[Named object pointing listing]
»»
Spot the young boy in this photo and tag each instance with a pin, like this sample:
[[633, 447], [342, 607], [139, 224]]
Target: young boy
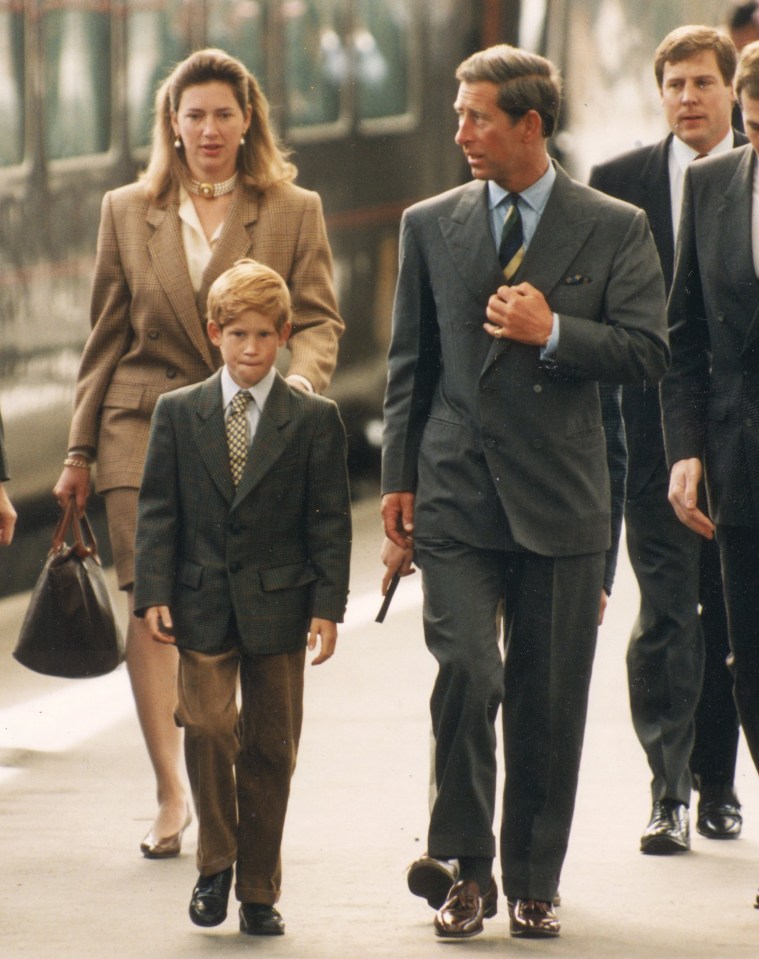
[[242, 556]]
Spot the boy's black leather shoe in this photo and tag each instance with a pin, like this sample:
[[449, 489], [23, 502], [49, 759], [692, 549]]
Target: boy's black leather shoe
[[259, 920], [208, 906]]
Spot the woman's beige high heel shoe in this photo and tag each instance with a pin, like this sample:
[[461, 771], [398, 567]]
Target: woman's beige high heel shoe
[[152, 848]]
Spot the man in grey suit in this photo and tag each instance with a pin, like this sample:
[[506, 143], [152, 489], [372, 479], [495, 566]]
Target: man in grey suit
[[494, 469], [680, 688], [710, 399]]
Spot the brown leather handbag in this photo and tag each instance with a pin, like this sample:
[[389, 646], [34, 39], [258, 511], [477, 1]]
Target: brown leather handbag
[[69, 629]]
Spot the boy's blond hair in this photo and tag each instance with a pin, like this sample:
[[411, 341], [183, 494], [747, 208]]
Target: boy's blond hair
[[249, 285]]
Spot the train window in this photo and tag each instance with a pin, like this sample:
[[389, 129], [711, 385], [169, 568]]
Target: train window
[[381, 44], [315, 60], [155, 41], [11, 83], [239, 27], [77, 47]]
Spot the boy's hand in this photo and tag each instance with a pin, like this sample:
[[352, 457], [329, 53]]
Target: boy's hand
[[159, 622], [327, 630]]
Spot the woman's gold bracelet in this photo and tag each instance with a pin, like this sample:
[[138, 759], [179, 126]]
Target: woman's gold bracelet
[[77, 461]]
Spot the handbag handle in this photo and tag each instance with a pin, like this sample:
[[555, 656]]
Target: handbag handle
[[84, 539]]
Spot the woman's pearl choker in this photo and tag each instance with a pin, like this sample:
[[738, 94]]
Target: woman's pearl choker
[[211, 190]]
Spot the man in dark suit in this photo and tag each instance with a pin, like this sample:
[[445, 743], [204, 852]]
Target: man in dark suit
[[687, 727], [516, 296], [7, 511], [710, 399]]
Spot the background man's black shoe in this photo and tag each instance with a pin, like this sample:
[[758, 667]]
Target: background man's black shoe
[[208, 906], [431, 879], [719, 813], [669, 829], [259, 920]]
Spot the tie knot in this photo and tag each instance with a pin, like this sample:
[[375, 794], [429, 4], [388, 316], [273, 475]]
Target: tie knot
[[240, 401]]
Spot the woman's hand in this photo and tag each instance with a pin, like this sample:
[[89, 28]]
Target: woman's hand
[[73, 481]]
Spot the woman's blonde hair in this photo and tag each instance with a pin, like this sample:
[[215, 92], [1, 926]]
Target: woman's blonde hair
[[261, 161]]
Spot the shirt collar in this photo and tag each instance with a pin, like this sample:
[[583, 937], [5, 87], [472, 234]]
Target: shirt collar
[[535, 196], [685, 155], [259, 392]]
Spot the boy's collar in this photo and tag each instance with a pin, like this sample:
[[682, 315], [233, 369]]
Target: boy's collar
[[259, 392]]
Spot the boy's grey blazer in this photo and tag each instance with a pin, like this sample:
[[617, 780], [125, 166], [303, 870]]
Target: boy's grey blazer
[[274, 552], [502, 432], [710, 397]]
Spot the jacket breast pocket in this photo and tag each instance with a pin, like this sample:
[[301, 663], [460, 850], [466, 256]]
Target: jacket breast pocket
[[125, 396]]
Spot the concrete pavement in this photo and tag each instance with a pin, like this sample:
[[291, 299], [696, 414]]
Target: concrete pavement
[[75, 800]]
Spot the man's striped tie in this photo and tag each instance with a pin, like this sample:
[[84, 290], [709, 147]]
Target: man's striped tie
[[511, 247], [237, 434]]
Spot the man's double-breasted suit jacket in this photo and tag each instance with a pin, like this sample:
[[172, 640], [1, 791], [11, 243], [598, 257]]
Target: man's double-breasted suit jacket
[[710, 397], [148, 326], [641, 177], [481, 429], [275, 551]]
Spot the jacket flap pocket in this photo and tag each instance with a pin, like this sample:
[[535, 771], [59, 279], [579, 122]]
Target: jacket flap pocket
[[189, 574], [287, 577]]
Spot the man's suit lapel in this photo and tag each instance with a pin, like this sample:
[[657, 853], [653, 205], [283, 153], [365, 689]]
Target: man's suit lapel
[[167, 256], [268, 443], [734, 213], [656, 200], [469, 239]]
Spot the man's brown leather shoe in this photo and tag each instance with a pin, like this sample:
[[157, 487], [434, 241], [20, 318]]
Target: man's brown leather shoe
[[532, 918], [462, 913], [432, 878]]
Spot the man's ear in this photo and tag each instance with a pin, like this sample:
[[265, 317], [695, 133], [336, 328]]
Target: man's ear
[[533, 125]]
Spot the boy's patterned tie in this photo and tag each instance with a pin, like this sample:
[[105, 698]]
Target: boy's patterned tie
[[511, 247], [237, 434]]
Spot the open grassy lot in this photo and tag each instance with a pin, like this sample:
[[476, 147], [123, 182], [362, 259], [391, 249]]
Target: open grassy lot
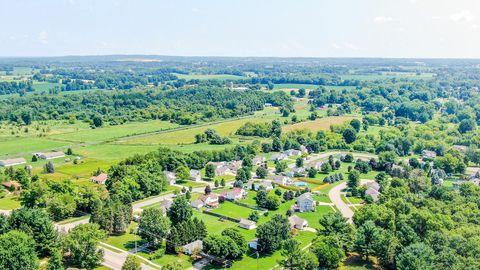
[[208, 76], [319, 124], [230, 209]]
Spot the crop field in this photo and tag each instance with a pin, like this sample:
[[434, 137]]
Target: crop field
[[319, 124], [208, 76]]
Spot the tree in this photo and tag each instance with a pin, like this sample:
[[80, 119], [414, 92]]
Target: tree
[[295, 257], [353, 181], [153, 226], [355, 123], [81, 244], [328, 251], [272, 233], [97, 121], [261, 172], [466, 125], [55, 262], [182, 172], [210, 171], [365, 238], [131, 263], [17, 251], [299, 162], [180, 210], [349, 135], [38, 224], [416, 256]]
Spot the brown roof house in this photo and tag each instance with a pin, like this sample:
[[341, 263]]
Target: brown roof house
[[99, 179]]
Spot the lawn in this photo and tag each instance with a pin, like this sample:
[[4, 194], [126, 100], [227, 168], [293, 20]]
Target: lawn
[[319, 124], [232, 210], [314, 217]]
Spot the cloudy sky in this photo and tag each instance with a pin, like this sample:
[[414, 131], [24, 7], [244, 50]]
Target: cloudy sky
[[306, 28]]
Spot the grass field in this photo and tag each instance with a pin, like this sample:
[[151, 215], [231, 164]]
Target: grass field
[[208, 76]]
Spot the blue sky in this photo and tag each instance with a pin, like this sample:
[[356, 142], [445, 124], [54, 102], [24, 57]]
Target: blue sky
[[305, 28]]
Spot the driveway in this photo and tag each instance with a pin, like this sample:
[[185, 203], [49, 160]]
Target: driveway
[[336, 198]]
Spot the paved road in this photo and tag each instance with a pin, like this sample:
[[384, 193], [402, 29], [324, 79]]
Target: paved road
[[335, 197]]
««
»»
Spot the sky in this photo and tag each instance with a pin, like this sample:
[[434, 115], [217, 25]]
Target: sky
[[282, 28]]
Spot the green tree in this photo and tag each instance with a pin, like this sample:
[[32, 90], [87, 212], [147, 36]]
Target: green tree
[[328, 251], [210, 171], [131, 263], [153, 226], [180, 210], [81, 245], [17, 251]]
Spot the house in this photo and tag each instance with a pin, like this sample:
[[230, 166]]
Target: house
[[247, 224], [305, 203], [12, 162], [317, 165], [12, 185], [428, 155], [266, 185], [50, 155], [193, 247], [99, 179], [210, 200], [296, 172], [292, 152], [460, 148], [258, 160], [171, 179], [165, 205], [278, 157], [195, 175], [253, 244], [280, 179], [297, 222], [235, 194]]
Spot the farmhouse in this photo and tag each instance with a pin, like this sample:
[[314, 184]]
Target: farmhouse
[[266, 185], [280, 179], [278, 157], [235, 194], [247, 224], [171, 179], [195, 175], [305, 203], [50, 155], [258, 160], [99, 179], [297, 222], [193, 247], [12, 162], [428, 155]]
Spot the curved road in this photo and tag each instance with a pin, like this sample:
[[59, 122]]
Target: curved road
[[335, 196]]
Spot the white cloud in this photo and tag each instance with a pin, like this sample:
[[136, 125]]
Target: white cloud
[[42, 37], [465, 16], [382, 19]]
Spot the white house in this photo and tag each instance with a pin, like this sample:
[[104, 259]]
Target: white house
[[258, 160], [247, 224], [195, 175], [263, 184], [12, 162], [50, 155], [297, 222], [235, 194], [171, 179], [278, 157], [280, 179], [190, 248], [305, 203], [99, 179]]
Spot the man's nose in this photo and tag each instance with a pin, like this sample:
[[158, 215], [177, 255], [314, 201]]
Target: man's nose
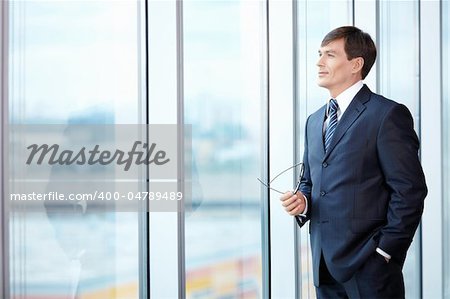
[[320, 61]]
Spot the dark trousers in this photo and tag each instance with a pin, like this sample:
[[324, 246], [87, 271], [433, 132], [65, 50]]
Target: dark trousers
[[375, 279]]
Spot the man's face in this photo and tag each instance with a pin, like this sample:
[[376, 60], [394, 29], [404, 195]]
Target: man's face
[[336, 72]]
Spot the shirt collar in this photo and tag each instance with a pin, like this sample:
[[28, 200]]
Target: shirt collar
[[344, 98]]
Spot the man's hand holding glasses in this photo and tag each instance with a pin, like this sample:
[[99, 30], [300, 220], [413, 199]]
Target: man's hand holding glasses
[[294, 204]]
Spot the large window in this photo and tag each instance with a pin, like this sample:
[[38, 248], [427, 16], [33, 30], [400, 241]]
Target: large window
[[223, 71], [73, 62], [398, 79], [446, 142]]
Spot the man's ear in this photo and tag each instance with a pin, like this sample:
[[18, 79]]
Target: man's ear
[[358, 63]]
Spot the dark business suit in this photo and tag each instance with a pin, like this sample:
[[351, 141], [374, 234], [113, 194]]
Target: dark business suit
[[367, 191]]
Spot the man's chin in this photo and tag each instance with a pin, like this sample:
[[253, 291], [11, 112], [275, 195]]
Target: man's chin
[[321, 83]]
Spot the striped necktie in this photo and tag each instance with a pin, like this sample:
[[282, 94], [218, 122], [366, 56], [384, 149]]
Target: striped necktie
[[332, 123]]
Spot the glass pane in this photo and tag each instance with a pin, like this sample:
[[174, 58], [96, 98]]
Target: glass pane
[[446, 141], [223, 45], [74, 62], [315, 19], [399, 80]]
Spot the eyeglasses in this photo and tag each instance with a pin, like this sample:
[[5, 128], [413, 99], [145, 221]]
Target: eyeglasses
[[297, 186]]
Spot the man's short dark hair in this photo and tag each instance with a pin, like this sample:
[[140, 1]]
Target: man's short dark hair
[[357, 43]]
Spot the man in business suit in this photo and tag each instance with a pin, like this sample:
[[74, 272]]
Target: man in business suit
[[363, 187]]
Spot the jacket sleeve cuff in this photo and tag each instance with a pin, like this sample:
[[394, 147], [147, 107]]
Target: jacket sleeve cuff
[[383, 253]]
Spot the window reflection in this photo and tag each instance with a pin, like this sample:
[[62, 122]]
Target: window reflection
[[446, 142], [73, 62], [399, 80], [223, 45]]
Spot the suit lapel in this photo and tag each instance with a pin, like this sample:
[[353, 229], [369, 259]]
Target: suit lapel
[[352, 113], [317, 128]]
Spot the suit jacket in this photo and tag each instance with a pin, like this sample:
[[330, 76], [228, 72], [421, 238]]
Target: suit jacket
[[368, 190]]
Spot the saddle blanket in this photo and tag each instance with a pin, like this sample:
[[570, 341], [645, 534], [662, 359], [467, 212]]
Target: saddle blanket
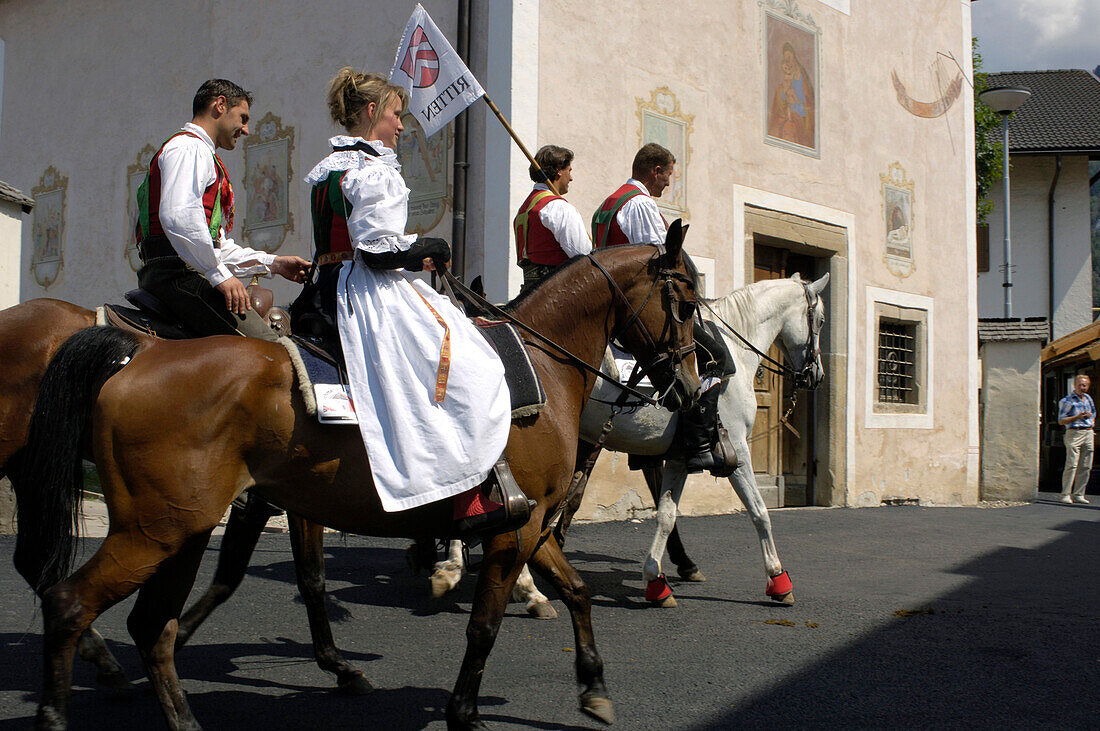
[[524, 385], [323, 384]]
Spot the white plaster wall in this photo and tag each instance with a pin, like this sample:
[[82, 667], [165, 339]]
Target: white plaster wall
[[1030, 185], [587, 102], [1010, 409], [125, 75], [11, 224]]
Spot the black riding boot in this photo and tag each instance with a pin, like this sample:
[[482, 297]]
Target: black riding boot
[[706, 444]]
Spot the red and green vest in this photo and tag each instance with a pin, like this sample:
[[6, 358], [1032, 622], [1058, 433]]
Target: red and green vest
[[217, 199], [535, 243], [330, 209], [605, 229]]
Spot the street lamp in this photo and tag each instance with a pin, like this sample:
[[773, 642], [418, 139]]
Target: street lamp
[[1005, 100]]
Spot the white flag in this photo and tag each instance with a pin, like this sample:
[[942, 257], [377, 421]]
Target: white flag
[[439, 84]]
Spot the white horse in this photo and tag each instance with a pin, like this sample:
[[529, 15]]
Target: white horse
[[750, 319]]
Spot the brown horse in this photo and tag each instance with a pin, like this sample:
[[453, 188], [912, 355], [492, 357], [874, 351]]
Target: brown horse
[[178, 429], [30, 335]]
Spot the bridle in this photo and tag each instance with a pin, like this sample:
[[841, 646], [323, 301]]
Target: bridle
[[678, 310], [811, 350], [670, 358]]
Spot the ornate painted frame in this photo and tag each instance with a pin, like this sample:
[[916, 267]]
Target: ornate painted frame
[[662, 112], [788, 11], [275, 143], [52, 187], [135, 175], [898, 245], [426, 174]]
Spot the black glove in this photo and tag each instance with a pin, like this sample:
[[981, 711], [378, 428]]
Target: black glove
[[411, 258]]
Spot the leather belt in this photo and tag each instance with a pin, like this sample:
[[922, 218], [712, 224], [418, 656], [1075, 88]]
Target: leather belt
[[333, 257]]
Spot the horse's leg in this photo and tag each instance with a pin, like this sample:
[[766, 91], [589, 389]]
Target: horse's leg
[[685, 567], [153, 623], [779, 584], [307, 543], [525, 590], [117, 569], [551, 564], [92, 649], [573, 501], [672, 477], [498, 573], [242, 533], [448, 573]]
««
»»
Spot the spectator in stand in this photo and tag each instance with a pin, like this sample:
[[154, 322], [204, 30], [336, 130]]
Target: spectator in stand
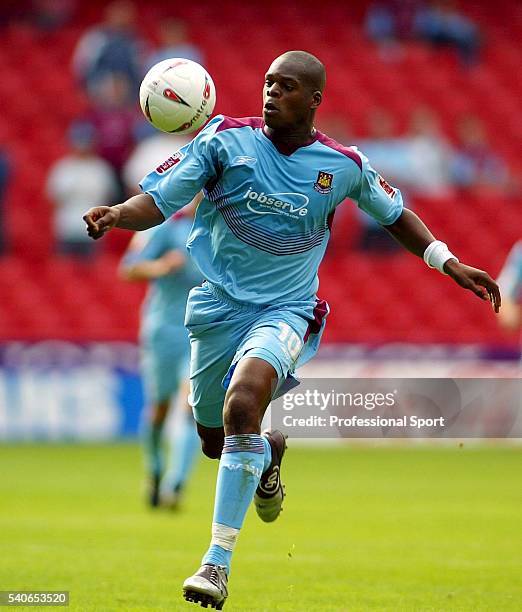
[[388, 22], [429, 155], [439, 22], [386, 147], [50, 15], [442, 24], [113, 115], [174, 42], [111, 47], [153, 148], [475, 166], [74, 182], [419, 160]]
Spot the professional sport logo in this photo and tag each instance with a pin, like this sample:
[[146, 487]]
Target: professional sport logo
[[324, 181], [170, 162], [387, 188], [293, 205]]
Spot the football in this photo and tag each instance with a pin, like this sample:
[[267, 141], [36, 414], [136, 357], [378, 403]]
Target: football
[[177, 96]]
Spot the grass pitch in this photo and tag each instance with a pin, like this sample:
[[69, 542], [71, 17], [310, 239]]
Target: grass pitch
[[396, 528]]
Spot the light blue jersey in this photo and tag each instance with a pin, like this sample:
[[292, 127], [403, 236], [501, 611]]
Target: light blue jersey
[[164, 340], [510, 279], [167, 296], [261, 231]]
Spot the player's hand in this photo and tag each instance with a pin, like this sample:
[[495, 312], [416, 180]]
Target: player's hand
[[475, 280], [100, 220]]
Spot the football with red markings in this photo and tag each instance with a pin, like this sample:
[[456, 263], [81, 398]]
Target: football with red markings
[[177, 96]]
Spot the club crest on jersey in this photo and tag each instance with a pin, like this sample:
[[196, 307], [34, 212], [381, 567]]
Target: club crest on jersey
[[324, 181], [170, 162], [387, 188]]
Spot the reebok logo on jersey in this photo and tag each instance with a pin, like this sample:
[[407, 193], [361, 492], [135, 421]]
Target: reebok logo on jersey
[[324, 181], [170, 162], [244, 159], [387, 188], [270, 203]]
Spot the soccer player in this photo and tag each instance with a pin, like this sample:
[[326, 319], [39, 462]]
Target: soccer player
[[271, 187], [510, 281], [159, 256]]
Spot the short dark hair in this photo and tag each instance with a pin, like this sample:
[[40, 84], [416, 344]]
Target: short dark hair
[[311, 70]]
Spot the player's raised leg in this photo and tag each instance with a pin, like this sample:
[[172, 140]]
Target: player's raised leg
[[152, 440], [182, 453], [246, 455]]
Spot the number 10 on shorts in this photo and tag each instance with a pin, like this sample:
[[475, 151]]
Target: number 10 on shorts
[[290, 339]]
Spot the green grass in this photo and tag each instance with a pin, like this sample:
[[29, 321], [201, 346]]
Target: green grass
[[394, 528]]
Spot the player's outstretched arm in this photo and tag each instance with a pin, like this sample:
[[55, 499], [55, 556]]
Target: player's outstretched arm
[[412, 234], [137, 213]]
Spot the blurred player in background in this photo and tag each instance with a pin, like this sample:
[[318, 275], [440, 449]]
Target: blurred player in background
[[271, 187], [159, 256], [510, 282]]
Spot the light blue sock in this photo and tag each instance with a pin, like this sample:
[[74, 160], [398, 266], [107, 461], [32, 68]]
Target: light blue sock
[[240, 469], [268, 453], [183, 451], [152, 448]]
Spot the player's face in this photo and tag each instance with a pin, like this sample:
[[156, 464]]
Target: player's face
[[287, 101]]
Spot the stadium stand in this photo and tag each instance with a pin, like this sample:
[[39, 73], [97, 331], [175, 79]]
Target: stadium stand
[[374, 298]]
««
> What you should do
Please change "on jersey" to "on shirt" in the listing lines from the line with "Spot the football with" to the line with "[[324, 181], [170, 162], [244, 159], [387, 188], [270, 203]]", keeping everything else the same. Give back only those lines.

> Answer for the task
Spot the football with red markings in this photo and tag each instance with a pin, like this sample:
[[456, 263], [81, 398]]
Target: football with red markings
[[177, 96]]
Spot the club crest on shirt in this photo and tag each instance with a pin, like this sample:
[[196, 307], [34, 212], [381, 567]]
Target: club crest on shirt
[[324, 181], [170, 162], [387, 188]]
Spot the reebok logo on shirt in this photo and tag each instance with a pin, like this sample:
[[407, 193], [361, 492], [135, 421]]
Target: reebok logo on shirt
[[324, 181], [170, 162], [244, 159], [387, 188], [270, 203]]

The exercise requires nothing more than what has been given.